## Короткая задача
Пожалуйста, перепишите все записи ниже как JSON-список строк, где каждая строка записей становится отдельной строкой списка. Пустые строки не включайте.
====
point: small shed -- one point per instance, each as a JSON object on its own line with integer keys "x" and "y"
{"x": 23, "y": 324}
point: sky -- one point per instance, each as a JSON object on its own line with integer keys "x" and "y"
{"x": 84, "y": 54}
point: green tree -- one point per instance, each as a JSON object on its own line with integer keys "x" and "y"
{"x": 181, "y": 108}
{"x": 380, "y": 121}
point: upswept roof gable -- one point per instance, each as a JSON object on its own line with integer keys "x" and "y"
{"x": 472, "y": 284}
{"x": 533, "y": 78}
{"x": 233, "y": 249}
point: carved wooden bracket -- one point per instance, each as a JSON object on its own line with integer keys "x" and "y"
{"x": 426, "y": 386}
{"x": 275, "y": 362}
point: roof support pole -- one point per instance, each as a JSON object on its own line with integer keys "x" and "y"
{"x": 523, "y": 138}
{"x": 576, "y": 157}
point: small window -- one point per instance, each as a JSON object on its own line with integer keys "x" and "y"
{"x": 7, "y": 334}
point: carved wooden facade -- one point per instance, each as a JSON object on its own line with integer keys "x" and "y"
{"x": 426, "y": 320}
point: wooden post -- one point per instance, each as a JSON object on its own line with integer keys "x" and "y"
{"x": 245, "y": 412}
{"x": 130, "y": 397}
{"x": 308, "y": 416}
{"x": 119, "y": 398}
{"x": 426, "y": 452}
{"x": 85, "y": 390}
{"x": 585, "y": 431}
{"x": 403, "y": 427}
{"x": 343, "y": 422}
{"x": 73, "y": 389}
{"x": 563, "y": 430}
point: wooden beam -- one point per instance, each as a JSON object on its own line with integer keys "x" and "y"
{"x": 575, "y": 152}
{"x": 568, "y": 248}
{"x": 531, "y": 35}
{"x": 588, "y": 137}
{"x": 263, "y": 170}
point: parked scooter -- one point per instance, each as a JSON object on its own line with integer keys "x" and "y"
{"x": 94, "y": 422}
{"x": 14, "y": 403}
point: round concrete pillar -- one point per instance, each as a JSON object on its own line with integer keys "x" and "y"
====
## Решение упражнения
[
  "point: small shed -- one point per instance, each as a JSON object on its own line with integer keys \"x\" and \"y\"",
  "{\"x\": 23, \"y\": 324}",
  "point: sky -- one point per instance, each as a JSON object on its own line with integer keys \"x\" and \"y\"",
  "{\"x\": 84, \"y\": 54}",
  "point: green tree -- one point per instance, each as a JSON object on its own line with integer keys \"x\" and \"y\"",
  "{\"x\": 181, \"y\": 108}",
  "{\"x\": 380, \"y\": 121}",
  "point: upswept roof gable -- one point per instance, each as a JSON object on its own line with integer keys \"x\" and \"y\"",
  "{\"x\": 472, \"y\": 284}",
  "{\"x\": 533, \"y\": 78}",
  "{\"x\": 233, \"y\": 249}",
  "point: carved wooden bracket -- one point per instance, each as a JSON object on its own line with integer keys \"x\" and \"y\"",
  "{\"x\": 426, \"y\": 386}",
  "{\"x\": 275, \"y\": 362}",
  "point: roof support pole -- one point per instance, each as a JSON object on its own line with integer keys \"x\" and \"y\"",
  "{\"x\": 523, \"y\": 138}",
  "{\"x\": 576, \"y\": 157}",
  "point: small window -- one point per instance, each as a JSON object on its own line with integer keys \"x\" and \"y\"",
  "{\"x\": 7, \"y\": 334}",
  "point: carved wooden facade -- one point per instance, each as a JSON object on its own line with integer keys \"x\" and \"y\"",
  "{\"x\": 426, \"y\": 320}",
  "point: wooden post -- one point per instance, each as a JSON object on its own line with integer keys \"x\" and \"y\"",
  "{\"x\": 245, \"y\": 412}",
  "{\"x\": 130, \"y\": 397}",
  "{\"x\": 308, \"y\": 416}",
  "{\"x\": 119, \"y\": 398}",
  "{\"x\": 426, \"y\": 452}",
  "{\"x\": 85, \"y\": 390}",
  "{\"x\": 585, \"y\": 431}",
  "{\"x\": 403, \"y\": 427}",
  "{\"x\": 343, \"y\": 422}",
  "{\"x\": 73, \"y\": 389}",
  "{\"x\": 563, \"y\": 430}",
  "point: wooden beam -- one point per instance, each as a JSON object on its own line with integer keys \"x\" and \"y\"",
  "{\"x\": 575, \"y\": 152}",
  "{\"x\": 568, \"y\": 248}",
  "{\"x\": 531, \"y\": 35}",
  "{\"x\": 588, \"y\": 137}",
  "{\"x\": 263, \"y\": 170}",
  "point: parked scooter -- one point per instance, each as a JSON object on its own line with integer keys \"x\" and \"y\"",
  "{\"x\": 94, \"y\": 422}",
  "{\"x\": 14, \"y\": 403}",
  "point: round concrete pillar -- one point per instance, each as a JSON object on its own line with integer keys \"x\" and \"y\""
]